▸ EXERCISE: Only the text belongs in the copy: retype each record exactly as it appears.

Saved data entries:
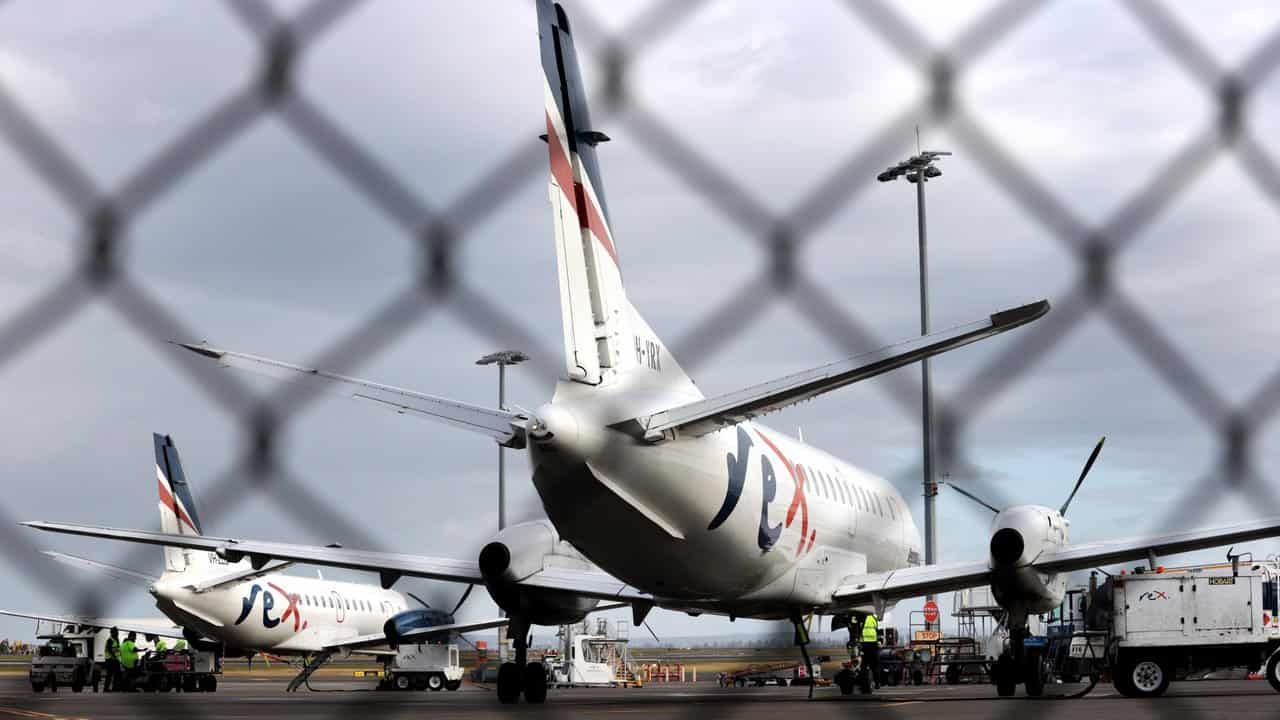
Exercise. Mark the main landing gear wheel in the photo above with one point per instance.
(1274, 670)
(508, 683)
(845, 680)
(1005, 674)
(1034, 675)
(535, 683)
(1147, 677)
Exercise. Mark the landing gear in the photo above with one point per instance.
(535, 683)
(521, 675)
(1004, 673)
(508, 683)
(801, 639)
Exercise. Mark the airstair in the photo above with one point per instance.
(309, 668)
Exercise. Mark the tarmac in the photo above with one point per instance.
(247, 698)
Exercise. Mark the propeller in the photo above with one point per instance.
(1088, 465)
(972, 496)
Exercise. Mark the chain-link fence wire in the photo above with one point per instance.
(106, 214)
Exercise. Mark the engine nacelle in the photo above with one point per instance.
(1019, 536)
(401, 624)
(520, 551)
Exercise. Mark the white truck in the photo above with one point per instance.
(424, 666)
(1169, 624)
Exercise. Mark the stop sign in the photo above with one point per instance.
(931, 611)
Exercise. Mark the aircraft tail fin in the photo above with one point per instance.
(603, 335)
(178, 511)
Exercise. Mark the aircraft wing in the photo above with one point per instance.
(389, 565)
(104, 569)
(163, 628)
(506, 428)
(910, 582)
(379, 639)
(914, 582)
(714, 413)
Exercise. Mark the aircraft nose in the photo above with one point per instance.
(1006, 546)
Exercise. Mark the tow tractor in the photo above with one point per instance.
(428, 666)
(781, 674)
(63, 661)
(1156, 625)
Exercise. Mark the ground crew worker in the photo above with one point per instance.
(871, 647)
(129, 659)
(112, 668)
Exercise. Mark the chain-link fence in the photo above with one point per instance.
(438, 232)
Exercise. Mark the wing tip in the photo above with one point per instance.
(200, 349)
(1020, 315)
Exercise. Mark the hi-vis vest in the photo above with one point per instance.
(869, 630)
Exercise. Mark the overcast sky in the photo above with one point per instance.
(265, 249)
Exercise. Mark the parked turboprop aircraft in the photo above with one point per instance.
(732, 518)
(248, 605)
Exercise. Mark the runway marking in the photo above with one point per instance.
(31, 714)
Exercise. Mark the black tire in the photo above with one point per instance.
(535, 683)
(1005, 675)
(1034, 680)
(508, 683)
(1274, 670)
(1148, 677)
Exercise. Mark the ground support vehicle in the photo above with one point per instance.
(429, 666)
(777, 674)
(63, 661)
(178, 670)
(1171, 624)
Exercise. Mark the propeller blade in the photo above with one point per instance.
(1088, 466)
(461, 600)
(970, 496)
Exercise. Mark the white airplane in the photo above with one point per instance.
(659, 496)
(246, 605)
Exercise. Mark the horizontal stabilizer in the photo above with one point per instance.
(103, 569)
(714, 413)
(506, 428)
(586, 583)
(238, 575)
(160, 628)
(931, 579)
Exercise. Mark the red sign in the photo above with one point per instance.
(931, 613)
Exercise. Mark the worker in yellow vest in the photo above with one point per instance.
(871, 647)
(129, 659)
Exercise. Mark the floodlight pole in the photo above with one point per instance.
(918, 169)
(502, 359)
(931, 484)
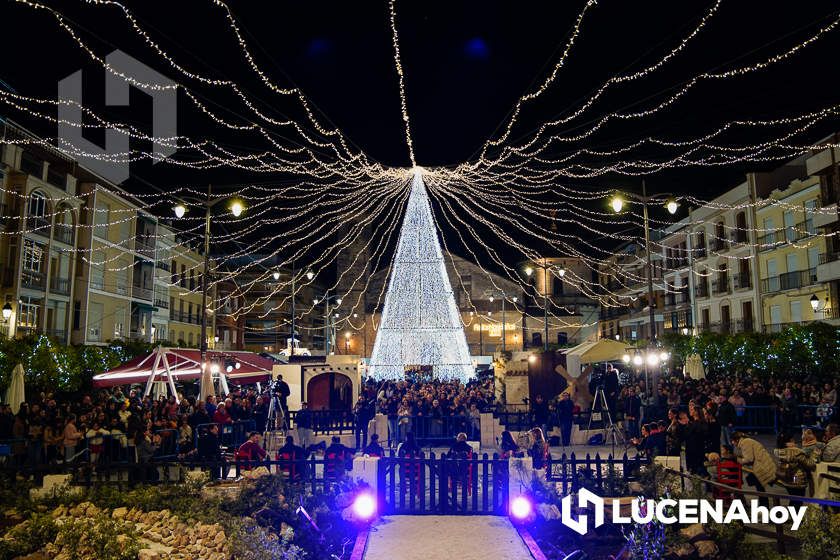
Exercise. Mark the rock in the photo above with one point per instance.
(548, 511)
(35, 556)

▸ TASK ANSWER:
Exercise. Mark the main landing gear wheel in the photo above with one point per instance.
(1274, 670)
(508, 683)
(845, 680)
(1005, 674)
(1034, 675)
(535, 683)
(1147, 677)
Exercise. Mark the landing gear in the photo above with one point per instance.
(535, 683)
(521, 675)
(1004, 673)
(508, 683)
(801, 639)
Exercise. Mark the airstair in the photo above with one point per instance.
(309, 668)
Exercise. Mark the tarmac in the photo above with one point per instance.
(247, 698)
Exercise. Mark the propeller in the photo above with one point per instance.
(1088, 465)
(972, 496)
Exercise. Mark the chain-link fence wire in the photo above with one point per instance.
(106, 214)
Exercise. Mark the engine nacelle in the photo above with one point per instance.
(1019, 536)
(401, 624)
(520, 551)
Exercise. Mark the white truck in the photo above with one point per instance.
(424, 666)
(1169, 624)
Exercise. Mark the stop sign in the photo above with one point per instance.
(931, 611)
Exercise. Mark the aircraft tail fin in the photo above with one point per instance.
(603, 335)
(178, 511)
Exercise. Mark the aircraft wing in the photo above with one point per instance.
(389, 565)
(104, 569)
(163, 628)
(506, 428)
(910, 582)
(379, 639)
(914, 582)
(714, 413)
Exercise. Mark the aircraft nose in the photo above with one point per instance.
(1006, 546)
Exercise. Mark the tow tractor in the photo above with one point per instance.
(428, 666)
(781, 674)
(63, 661)
(1156, 625)
Exercise. Mark the ground crew worker in the photo above with one point per instance.
(871, 647)
(129, 659)
(112, 668)
Exercise. Mark the chain-link fence in the photo above with one point per instance.
(438, 232)
Exercise. Mark the wing tip in the photo above with one point per instance.
(200, 349)
(1020, 315)
Exercise. Mark the hi-vis vest in the photo above with one point per instance.
(869, 630)
Exercise. Mark the overcast sky in the photo above with one point per instance.
(265, 249)
Exercise. Mark the parked turboprop aircraft in the photo above with one point per instance.
(732, 518)
(248, 605)
Exercise. Mark the runway marking in the photo above with one point per instance.
(31, 714)
Exercise. Mark the black tire in the photo above with one point per instance.
(535, 683)
(1005, 675)
(1034, 680)
(508, 683)
(1274, 670)
(1148, 677)
Exercise. Mark the ground support vehicle in the photo above with one point per instance.
(429, 666)
(777, 674)
(63, 661)
(178, 670)
(1171, 624)
Exercise. Mark the propeller blade in the photo above with one point per instance.
(1088, 466)
(461, 600)
(970, 496)
Exercise. Mark the white airplane in the photo above with one point per instance.
(659, 496)
(246, 605)
Exercise. Mark the horizontal stabilizer in the photo above with one point per instance.
(103, 569)
(714, 413)
(506, 428)
(586, 583)
(238, 575)
(160, 628)
(931, 579)
Exercise. Mark the red sign in the photo above with one point per instance.
(931, 613)
Exercise. Mark the worker in yellow vest in the photo above with one point per instance.
(871, 647)
(129, 659)
Exercise. Mark the floodlight pole in the photo above with one point per instance.
(918, 169)
(502, 359)
(931, 484)
Exercise. Mark the rock in the photo above with one point per instance.
(548, 511)
(35, 556)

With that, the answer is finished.